Return exactly the final stretch of the records below, opening with the line that contains "Please tag the textured" and closing with the last line.

RAW DATA ->
○ ○ ○
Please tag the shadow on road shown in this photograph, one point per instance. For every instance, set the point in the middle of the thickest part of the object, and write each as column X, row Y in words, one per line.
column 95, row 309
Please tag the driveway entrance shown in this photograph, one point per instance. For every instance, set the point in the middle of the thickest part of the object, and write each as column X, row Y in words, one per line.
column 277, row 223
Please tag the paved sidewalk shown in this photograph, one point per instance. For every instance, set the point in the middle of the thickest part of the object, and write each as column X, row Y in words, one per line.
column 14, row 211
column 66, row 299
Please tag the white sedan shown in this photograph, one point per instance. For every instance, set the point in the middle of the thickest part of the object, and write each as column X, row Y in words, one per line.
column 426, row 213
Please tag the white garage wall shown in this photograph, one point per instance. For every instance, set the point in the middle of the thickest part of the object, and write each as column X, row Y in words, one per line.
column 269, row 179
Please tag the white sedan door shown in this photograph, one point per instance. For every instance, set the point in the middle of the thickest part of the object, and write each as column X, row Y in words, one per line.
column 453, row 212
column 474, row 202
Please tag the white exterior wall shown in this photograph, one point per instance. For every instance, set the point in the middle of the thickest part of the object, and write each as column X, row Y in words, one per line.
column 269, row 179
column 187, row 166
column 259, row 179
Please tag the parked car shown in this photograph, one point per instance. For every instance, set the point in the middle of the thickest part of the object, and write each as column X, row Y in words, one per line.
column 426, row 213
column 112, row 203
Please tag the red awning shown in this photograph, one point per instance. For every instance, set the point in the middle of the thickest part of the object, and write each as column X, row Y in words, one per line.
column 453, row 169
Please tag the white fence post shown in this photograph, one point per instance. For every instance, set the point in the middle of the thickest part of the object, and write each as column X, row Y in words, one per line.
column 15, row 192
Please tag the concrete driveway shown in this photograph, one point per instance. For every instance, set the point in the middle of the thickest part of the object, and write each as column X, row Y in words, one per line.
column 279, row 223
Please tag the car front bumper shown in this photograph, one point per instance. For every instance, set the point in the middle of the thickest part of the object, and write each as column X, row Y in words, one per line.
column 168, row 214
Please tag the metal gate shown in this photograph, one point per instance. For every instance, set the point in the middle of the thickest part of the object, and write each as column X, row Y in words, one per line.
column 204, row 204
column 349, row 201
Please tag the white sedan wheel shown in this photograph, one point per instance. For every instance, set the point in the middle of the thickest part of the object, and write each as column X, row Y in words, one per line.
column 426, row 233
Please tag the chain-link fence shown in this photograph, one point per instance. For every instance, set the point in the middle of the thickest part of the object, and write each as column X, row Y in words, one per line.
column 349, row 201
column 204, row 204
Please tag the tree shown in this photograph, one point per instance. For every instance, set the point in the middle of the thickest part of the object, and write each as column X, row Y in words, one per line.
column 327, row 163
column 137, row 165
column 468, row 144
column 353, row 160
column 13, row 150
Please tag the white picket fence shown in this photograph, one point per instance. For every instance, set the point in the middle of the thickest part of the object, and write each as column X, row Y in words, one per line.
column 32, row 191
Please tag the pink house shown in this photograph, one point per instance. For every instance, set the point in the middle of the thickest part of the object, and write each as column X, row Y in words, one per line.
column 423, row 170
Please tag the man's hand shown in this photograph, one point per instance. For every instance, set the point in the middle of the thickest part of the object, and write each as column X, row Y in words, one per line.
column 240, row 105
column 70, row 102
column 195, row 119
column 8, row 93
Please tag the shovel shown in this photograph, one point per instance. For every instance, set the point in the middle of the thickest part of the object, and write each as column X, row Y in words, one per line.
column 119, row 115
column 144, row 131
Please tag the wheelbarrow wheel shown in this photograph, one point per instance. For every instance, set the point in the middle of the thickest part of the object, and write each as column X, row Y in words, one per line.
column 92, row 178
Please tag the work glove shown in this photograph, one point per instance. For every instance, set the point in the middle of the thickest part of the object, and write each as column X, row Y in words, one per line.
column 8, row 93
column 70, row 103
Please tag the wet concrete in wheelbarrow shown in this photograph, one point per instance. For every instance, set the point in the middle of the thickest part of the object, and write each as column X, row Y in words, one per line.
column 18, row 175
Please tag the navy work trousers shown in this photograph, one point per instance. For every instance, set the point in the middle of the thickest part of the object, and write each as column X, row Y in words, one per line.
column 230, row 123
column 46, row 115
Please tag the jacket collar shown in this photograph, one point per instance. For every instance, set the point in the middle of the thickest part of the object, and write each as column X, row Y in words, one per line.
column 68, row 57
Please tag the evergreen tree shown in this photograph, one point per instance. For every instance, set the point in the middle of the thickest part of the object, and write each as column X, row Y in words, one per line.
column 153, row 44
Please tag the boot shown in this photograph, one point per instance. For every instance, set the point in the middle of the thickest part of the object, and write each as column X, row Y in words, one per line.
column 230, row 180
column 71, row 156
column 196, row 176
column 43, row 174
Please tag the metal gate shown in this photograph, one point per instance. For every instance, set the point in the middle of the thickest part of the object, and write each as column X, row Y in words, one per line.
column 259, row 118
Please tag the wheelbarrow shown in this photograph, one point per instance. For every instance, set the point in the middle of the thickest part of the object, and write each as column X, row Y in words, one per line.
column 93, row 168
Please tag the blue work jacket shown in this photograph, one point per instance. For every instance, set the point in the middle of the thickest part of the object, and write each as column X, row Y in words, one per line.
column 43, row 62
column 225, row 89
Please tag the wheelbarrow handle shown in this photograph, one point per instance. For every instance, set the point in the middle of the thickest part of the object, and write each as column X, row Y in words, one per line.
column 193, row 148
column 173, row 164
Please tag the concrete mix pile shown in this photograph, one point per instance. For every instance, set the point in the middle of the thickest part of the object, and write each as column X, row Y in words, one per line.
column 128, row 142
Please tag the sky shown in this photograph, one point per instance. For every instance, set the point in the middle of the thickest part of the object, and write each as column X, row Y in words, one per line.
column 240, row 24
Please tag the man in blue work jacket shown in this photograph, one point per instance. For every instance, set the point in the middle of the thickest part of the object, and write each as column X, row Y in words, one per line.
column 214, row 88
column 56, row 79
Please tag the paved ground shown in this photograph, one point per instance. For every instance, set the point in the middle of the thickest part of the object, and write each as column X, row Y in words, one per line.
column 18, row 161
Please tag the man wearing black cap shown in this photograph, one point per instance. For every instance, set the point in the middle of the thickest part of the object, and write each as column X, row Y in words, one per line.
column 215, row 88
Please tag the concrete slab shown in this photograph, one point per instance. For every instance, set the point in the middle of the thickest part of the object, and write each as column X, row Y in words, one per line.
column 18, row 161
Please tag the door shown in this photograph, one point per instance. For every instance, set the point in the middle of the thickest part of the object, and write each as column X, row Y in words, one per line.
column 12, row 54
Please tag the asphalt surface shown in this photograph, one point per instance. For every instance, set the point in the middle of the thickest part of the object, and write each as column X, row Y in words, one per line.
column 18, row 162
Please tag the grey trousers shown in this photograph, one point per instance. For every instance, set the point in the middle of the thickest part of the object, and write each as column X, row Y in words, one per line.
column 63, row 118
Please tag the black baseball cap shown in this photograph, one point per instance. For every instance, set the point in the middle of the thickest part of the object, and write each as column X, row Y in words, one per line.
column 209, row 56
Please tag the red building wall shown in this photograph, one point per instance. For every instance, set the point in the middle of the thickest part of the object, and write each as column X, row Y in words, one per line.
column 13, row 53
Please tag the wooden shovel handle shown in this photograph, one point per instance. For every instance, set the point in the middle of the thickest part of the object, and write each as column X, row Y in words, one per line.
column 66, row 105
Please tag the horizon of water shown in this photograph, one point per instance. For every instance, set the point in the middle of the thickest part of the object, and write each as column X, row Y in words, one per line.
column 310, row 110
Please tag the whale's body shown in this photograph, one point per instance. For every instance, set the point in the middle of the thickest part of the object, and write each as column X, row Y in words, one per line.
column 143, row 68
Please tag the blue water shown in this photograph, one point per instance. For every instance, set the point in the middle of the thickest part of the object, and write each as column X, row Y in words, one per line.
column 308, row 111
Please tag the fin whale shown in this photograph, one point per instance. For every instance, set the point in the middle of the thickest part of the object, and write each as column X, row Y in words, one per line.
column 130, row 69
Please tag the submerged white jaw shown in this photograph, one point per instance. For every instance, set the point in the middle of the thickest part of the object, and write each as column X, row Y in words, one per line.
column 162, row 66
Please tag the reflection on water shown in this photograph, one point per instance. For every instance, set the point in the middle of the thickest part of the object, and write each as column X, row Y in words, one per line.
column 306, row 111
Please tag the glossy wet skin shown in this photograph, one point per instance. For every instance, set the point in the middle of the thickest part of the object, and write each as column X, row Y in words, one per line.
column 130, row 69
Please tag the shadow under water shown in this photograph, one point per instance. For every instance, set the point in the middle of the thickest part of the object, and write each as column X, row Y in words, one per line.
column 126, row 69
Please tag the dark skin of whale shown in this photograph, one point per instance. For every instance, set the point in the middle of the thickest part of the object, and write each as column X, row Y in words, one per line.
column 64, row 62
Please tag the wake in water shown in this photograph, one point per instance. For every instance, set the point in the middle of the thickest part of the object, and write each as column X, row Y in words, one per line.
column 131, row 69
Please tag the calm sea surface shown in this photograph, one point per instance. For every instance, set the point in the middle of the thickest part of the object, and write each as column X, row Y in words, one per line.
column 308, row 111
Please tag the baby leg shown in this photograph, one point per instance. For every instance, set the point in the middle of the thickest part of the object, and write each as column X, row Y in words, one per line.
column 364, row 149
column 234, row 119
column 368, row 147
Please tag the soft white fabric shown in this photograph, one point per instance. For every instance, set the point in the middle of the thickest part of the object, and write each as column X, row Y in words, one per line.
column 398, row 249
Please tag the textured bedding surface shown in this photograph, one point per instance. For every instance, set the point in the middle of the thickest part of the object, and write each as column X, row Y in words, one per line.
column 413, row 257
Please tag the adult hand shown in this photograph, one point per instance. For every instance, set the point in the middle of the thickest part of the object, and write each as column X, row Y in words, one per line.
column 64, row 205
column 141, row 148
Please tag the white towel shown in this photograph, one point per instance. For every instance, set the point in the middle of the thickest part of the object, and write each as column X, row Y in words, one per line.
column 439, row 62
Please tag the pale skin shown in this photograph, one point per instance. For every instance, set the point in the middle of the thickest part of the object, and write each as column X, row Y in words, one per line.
○ ○ ○
ANSWER BELOW ->
Please tag the textured bedding surface shown in this photograph, one point per instance. For every instance, set the point in the middle of the thickest part of the object, and write each as column X, row Y in words, one per line.
column 413, row 257
Please tag the adult hand shown in this photograph, one point per instance. For every instance, set the point in the middle of the thickest part of the object, and write each as column X, row Y in words, one per line.
column 64, row 205
column 141, row 148
Please tag the white towel shown in this photograph, one point per instance. For every instance, set the point in the middle of the thickest part of the object, and write each as column X, row Y in words, one per line.
column 439, row 62
Please tag the pale skin shown in this photograph, one point per instance. For every instance, set the point in the middle of the thickest part of the object, and write each as column X, row Y in words, one per line.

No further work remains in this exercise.